## Records shown:
=====

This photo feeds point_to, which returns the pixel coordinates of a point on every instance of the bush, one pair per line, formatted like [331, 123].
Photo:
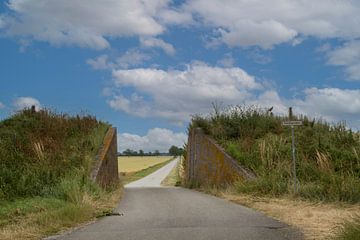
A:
[39, 149]
[328, 162]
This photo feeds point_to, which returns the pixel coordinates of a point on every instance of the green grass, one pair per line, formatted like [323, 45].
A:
[37, 149]
[328, 156]
[350, 230]
[173, 179]
[133, 176]
[45, 162]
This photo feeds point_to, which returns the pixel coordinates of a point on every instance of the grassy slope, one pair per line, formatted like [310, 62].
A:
[137, 163]
[45, 162]
[328, 165]
[133, 176]
[328, 162]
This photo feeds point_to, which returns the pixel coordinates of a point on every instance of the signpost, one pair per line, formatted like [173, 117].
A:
[292, 124]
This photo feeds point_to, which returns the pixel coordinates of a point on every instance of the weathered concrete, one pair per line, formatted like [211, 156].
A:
[164, 213]
[208, 164]
[154, 179]
[106, 171]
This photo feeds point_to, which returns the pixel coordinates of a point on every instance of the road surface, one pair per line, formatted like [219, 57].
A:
[148, 211]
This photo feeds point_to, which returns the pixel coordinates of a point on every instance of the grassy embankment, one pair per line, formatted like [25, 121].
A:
[45, 161]
[134, 168]
[328, 161]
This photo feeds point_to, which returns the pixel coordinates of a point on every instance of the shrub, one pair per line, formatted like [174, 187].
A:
[328, 163]
[38, 150]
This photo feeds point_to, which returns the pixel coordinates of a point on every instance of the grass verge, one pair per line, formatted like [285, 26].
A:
[173, 179]
[316, 220]
[350, 229]
[133, 176]
[35, 218]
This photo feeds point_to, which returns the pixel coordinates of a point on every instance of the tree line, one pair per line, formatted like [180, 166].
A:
[173, 151]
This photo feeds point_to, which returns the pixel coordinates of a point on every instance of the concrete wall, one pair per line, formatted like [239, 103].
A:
[208, 164]
[105, 171]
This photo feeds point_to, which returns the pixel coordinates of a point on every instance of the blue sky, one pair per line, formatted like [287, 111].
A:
[147, 66]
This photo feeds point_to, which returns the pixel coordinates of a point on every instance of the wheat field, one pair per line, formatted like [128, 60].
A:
[134, 164]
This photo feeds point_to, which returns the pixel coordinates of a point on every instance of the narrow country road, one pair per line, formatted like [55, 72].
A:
[149, 211]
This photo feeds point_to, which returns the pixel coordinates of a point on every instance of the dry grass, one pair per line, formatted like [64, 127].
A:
[315, 220]
[173, 179]
[135, 164]
[51, 220]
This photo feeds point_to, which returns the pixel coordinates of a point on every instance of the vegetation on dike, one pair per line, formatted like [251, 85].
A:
[45, 161]
[328, 156]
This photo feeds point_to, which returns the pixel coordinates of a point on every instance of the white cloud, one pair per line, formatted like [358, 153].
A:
[100, 63]
[151, 42]
[156, 139]
[268, 23]
[26, 102]
[330, 103]
[175, 95]
[132, 58]
[228, 61]
[88, 23]
[347, 56]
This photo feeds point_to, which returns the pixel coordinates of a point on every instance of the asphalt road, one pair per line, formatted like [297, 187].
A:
[159, 213]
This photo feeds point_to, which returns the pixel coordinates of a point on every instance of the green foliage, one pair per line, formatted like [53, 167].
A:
[38, 150]
[175, 151]
[328, 162]
[350, 230]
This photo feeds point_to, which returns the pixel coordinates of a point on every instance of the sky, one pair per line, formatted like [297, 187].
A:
[147, 67]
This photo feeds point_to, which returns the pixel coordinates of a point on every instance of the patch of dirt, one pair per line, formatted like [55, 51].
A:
[315, 220]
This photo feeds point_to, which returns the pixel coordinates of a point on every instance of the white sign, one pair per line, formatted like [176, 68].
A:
[292, 123]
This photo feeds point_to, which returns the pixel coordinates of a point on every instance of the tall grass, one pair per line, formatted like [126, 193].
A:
[328, 163]
[38, 150]
[350, 230]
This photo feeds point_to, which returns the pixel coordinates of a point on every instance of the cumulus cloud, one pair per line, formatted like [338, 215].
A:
[100, 63]
[158, 43]
[88, 23]
[268, 23]
[333, 104]
[26, 102]
[156, 139]
[176, 94]
[347, 56]
[130, 58]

=====

## Exercise directions:
Give back the whole listing exactly, without pictures.

## Task output:
This photo feeds point_to, which returns the pixel coordinates of a point on every instance of the bush, one pair per line, formatted like [331, 123].
Photo:
A:
[39, 149]
[328, 162]
This photo feeds point_to, which returns the pixel coordinates of a point on every instance of the green grass, one pair per line, formatted like [323, 45].
A:
[37, 149]
[328, 156]
[350, 230]
[173, 179]
[133, 176]
[45, 162]
This photo feeds point_to, which returns the pixel coordinates of a point on every instance of the grassy slope, one pair per line, formatted like [310, 62].
A:
[137, 163]
[45, 162]
[328, 165]
[133, 176]
[328, 162]
This photo feeds point_to, which returns the pixel coordinates of a point on every instance of the signpost, one pair per line, formatted like [173, 117].
A:
[292, 124]
This photo feeds point_to, which returns the pixel coordinates of a point on every instance of the weathered concrete, one pair per line, formatted like [211, 156].
A:
[164, 213]
[208, 164]
[154, 179]
[106, 171]
This photo feeds point_to, which returns the pixel coordinates of a point on every instance of the road surface, one pair per line, formatted like [219, 57].
A:
[148, 211]
This photo feeds point_to, which returns the pixel coordinates of a point on every instance of the grassy embankment, one pair per line, formatted like [25, 121].
A:
[45, 161]
[134, 168]
[328, 161]
This photo feeds point_to, which returns the pixel coordinates of a point on every instance of the shrub, one pair per line, formatted like [174, 187].
A:
[328, 163]
[38, 150]
This photo feeds point_to, which returns the pixel coordinates of a point on every instance of the grass verge, one pair per line, formatted like [285, 26].
A:
[173, 179]
[316, 220]
[350, 229]
[133, 176]
[35, 218]
This photo feeds point_to, which returns the pixel coordinates of a point on every instance of the tree line, one pair per line, formatted like [180, 166].
A:
[173, 151]
This photo feeds point_to, which returns the pixel coordinates of a point on every instance of the concrete wall, one pair per line, formatted like [239, 103].
A:
[208, 164]
[105, 171]
This photo feeds point_to, which returns the pixel coordinates of a point on every instance of the blue sky, one pair per line, formatted like [287, 111].
A:
[147, 66]
This photo feeds point_to, which returns the pixel coordinates of a point on every instance of the wheat field, one pair per line, formatted like [128, 60].
A:
[134, 164]
This photo feeds point_to, which returns the pixel coordinates of a point on every instance of the narrow country road, one pair per line, formatted like [55, 72].
A:
[149, 211]
This photo feeds point_to, which returns the pixel coordinates of a point on every instance of the dry grass, one pair per line, formatted like [64, 127].
A:
[315, 220]
[173, 179]
[135, 164]
[51, 220]
This photo feeds point_to, which returns the pixel coordinates of a point on every instance of the vegetation on dike, one pair per line, formatted like [251, 85].
A:
[45, 161]
[328, 156]
This photo feeds point_to, which returns the pixel coordinates of a point on every instance of the white cloud, one pair per line, formatted like [358, 153].
A:
[100, 63]
[151, 42]
[156, 139]
[268, 23]
[26, 102]
[330, 103]
[175, 95]
[132, 58]
[228, 61]
[88, 23]
[347, 56]
This photo feeds point_to, which returns the pixel coordinates of a point on every instance of the asphalt road, one pair per line, formatted like [297, 187].
A:
[159, 213]
This photo feeds point_to, which returns the pixel coordinates of a point on every instance of the green foliage, one pair per line, formatted like [53, 167].
A:
[38, 150]
[175, 151]
[328, 162]
[350, 230]
This photo feeds point_to, which returns the pixel coordinates of a point on every instance of the sky, one pair per line, formatted like [297, 187].
A:
[147, 67]
This photo feeds point_to, which returns the pixel coordinates of a point on every instance of the patch of dirt, one pair per line, formatted like [55, 51].
A:
[315, 220]
This photo feeds point_to, which returns the pixel coordinates of a point on every instance of the white sign, one pair per line, formatted like [176, 68].
A:
[292, 123]
This photo feeds point_to, which returns the pixel coordinates of a point on every instance of the tall grass, one pair per line, formatted like [126, 193].
A:
[328, 163]
[38, 150]
[350, 230]
This photo feeds point_to, which returns the pixel coordinates of a point on every instance of the cumulus cloud, one pair per line, formatted like [338, 215].
A:
[100, 63]
[158, 43]
[88, 23]
[268, 23]
[333, 104]
[26, 102]
[156, 139]
[176, 94]
[347, 56]
[130, 58]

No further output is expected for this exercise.